| What you should do |
Reproduce the text of every item below verbatim, omitting the pictures.

| Record list |
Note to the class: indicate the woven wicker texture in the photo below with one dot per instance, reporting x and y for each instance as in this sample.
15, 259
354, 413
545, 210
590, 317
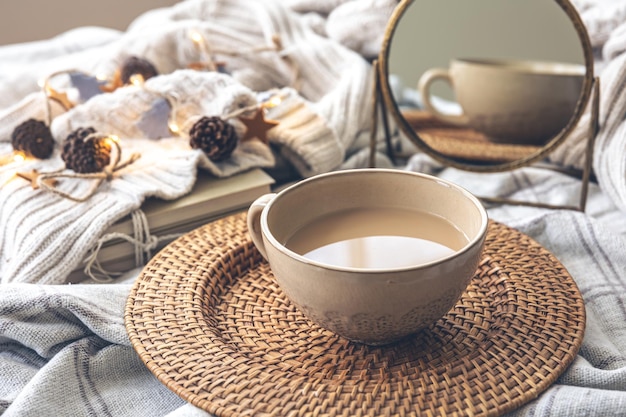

| Result of the task |
Note to the class: indicate the woven wicker texture in the photo below with one dot per instance, reporting x and y for each instance as in this sample.
15, 259
354, 413
545, 210
590, 317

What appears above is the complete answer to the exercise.